WORKING DATA:
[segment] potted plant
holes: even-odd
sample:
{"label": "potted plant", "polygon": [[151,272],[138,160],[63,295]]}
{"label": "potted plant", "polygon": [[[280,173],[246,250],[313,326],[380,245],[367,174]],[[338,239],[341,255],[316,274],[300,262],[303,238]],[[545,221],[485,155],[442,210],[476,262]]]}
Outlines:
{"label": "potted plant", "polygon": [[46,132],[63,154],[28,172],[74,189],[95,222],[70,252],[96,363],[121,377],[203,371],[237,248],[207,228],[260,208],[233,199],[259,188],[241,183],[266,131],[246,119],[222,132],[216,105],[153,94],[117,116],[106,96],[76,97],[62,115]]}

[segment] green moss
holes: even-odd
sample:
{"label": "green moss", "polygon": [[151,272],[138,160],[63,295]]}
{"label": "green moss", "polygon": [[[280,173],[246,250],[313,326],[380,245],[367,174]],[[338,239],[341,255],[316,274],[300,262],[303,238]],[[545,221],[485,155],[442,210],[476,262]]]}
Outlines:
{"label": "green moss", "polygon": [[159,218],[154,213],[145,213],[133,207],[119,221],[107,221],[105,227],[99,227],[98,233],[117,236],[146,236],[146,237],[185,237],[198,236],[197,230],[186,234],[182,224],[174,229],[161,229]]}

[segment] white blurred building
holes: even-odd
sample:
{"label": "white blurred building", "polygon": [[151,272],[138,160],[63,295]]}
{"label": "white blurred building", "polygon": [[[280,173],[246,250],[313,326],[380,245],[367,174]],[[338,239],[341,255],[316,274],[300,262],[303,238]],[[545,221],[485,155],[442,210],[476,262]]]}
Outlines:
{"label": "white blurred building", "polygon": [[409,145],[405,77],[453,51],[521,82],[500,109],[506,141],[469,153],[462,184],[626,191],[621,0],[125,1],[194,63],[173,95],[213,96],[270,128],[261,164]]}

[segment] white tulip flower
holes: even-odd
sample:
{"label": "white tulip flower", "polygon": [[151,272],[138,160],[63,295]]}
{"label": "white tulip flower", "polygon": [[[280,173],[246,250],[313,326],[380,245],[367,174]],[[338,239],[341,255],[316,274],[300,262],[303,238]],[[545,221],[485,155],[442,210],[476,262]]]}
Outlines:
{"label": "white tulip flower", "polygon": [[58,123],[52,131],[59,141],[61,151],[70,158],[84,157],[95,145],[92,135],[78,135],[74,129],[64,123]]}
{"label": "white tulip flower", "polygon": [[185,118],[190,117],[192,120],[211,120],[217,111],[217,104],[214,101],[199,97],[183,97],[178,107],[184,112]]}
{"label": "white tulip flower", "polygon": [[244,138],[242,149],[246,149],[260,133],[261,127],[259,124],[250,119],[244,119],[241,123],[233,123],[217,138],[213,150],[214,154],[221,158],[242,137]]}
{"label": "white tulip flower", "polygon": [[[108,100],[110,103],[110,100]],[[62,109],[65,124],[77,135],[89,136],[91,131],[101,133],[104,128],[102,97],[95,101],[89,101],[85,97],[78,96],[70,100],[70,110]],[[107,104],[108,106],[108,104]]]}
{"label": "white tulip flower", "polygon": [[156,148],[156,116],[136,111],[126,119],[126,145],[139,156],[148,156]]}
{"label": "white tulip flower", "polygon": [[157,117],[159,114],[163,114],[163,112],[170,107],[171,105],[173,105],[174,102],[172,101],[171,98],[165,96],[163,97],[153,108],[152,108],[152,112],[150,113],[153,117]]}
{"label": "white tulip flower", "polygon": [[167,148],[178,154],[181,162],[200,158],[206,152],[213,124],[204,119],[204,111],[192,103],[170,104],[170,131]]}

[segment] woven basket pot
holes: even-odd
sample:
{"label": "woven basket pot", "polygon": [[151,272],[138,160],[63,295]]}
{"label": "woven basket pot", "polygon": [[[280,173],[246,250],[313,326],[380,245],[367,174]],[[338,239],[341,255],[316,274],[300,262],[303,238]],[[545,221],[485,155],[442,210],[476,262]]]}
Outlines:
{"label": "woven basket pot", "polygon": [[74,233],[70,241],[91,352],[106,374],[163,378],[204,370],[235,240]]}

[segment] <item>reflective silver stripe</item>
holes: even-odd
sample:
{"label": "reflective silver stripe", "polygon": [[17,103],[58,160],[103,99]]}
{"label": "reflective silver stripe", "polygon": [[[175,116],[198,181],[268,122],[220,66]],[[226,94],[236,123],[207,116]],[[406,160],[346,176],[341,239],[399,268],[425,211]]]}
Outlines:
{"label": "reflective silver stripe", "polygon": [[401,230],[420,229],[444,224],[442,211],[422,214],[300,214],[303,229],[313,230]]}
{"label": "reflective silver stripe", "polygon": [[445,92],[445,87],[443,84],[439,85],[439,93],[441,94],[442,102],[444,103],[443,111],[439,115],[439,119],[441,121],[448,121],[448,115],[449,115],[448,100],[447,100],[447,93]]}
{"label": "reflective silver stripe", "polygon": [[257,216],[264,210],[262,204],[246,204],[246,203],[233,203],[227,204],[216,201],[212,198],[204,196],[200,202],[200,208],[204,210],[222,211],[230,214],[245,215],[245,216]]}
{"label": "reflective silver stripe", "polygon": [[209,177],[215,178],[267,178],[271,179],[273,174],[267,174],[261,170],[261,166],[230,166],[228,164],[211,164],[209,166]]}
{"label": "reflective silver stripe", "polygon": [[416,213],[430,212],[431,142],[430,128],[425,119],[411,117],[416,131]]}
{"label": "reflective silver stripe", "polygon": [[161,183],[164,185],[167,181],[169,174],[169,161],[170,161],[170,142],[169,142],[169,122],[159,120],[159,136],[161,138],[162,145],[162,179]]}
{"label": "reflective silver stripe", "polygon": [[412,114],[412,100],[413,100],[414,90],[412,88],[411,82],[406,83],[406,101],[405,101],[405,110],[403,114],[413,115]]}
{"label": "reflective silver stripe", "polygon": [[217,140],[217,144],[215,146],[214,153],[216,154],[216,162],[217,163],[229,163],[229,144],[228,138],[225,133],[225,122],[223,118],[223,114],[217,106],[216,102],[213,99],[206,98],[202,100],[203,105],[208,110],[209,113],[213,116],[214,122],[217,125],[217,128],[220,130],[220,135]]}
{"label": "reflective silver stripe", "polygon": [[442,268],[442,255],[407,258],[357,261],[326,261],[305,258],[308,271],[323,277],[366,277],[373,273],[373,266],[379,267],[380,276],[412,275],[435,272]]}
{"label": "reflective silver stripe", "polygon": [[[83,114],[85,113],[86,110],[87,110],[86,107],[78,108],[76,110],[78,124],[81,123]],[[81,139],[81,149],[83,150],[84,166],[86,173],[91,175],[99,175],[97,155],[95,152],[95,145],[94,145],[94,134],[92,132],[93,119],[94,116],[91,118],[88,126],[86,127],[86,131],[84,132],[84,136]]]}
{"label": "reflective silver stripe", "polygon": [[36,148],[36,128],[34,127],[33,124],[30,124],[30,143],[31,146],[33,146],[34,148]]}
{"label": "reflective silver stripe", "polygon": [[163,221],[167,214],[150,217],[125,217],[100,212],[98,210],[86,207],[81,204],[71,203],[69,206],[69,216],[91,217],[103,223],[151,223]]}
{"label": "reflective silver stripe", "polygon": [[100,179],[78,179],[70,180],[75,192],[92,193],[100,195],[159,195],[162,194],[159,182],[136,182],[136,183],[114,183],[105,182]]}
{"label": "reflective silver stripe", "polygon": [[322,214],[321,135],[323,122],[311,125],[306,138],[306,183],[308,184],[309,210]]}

WORK TASK: From the data above, pick out each line containing "segment" and copy it.

THE ANSWER:
[segment] potted plant
[segment] green moss
[segment] white blurred building
[segment] white tulip flower
[segment] woven basket pot
[segment] <item>reflective silver stripe</item>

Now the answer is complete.